Source text:
···

Bits of Thanksgiving trivia

This week thousands of Americans will roast turkeys for their traditional Thanksgiving dinner. Here are some fun facts about turkeys and some Thanksgiving trivia to wow family and friends at the dinner table.

• The first Thanksgiving was held in the autumn of 1621 and included 50 pilgrims and 90 Wampanoag Indians. The celebration lasted three days. Many historians believe that only five women were present at that first Thanksgiving, since many women settlers didn't survive that difficult first year in the U.S.

• Americans eat about 46 million turkeys each Thanksgiving!

• Contrary to popular belief, it is not eating turkey at Thanksgiving that makes consumers sleepy. Post-feast drowsiness may have more to do with everything else on the plate, especially carbohydrates.

• Campbell's soup created green bean casserole for an annual cookbook 50 years ago. It now sells $20 million worth of cream of mushroom soup.

• The Macy's Thanksgiving Day Parade began in 1924 with 400 employees marching from Convent Ave to 145th street in New York City. Instead of large balloons in the first parade, it featured live animals from Central Park Zoo.

• Thanksgiving is the reason for TV dinners! In 1953, Swanson had so much extra turkey (260 tons) that a salesman told them they should package it onto aluminum trays with other sides like sweet potatoes - and the first TV dinner was born!

• The five most popular ways to serve leftover turkey are as a sandwich, in stew, chili or soup, casseroles and burger.

• White meat has fewer calories and less fat than dark meat.

• Gobbling turkeys can be heard a mile away on a quiet day.

• Turkey eggs are tan with brown specks and are larger than chicken eggs. They hatch in 28 days.

• Baby turkeys are called poults. A 16-week-old turkey is called a fryer. A five-to-seven-month-old turkey is called a young roaster and a yearling is a year old. Any turkey older than 15 months is mature.

• A turkey's gender can be determined from its droppings. Males, called toms, produce spiral-shaped poop. Females, called hen, produce poop that is shaped like the letter J.

• Tom turkeys have beards. These are black, hair-like feathers on their breast. Hens sometimes have beards, too.

• Male turkeys gobble to announce their presence to females and competing males. Hens "yelp" to let gobblers know their location. Hens rarely "gobble."

···

Excerpted records:
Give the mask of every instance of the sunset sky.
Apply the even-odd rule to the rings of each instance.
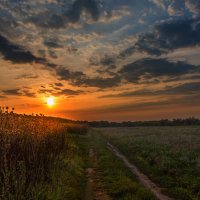
[[[0,106],[78,120],[200,117],[200,0],[1,0]]]

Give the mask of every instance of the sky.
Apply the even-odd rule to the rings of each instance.
[[[2,107],[135,121],[200,117],[199,99],[200,0],[0,1]]]

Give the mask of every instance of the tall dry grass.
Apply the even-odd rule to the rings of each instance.
[[[18,115],[13,111],[0,109],[2,200],[27,199],[27,191],[38,183],[50,181],[49,173],[56,157],[68,153],[66,123],[44,116]],[[78,127],[79,130],[81,126]]]

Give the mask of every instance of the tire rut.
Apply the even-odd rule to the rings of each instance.
[[[97,158],[93,149],[89,151],[89,158],[93,166],[86,170],[88,182],[84,200],[112,200],[101,184]]]
[[[132,164],[126,156],[124,156],[117,147],[111,143],[107,143],[108,148],[113,152],[115,156],[121,159],[125,166],[139,179],[140,183],[147,189],[149,189],[159,200],[174,200],[171,197],[162,193],[162,188],[156,185],[145,174],[143,174],[134,164]]]

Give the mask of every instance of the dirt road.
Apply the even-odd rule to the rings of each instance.
[[[174,200],[165,194],[162,193],[162,188],[157,186],[153,181],[151,181],[146,175],[144,175],[142,172],[138,170],[138,168],[130,163],[130,161],[112,144],[109,142],[107,143],[108,148],[118,157],[120,158],[127,168],[130,169],[130,171],[136,175],[141,182],[142,185],[144,185],[145,188],[151,190],[151,192],[160,200]]]
[[[87,169],[88,183],[85,200],[111,200],[101,184],[97,159],[93,149],[90,149],[89,158],[93,166]]]

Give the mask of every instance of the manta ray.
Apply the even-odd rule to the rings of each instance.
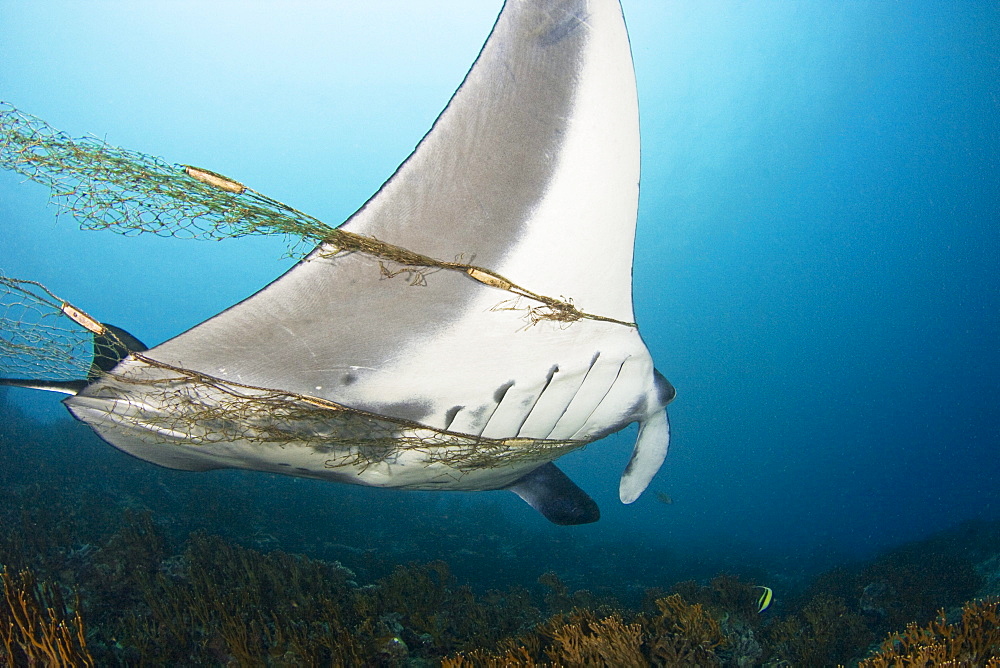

···

Requirement 1:
According to the Thanksgiving trivia, why were so few women present at the first Thanksgiving?
Requirement 2:
Echo the Thanksgiving trivia from "This week thousands" to "in the U.S.".
None of the data is needed here.

Exercise result 1:
Many historians believe only five women attended the first Thanksgiving in 1621 because many women settlers didn't survive that difficult first year.

Exercise result 2:
This week thousands of Americans will roast turkeys for their traditional Thanksgiving dinner. Here are some fun facts about turkeys and some Thanksgiving trivia to wow family and friends at the dinner table.

• The first Thanksgiving was held in the autumn of 1621 and included 50 pilgrims and 90 Wampanoag Indians. The celebration lasted three days. Many historians believe that only five women were present at that first Thanksgiving, since many women settlers didn't survive that difficult first year in the U.S.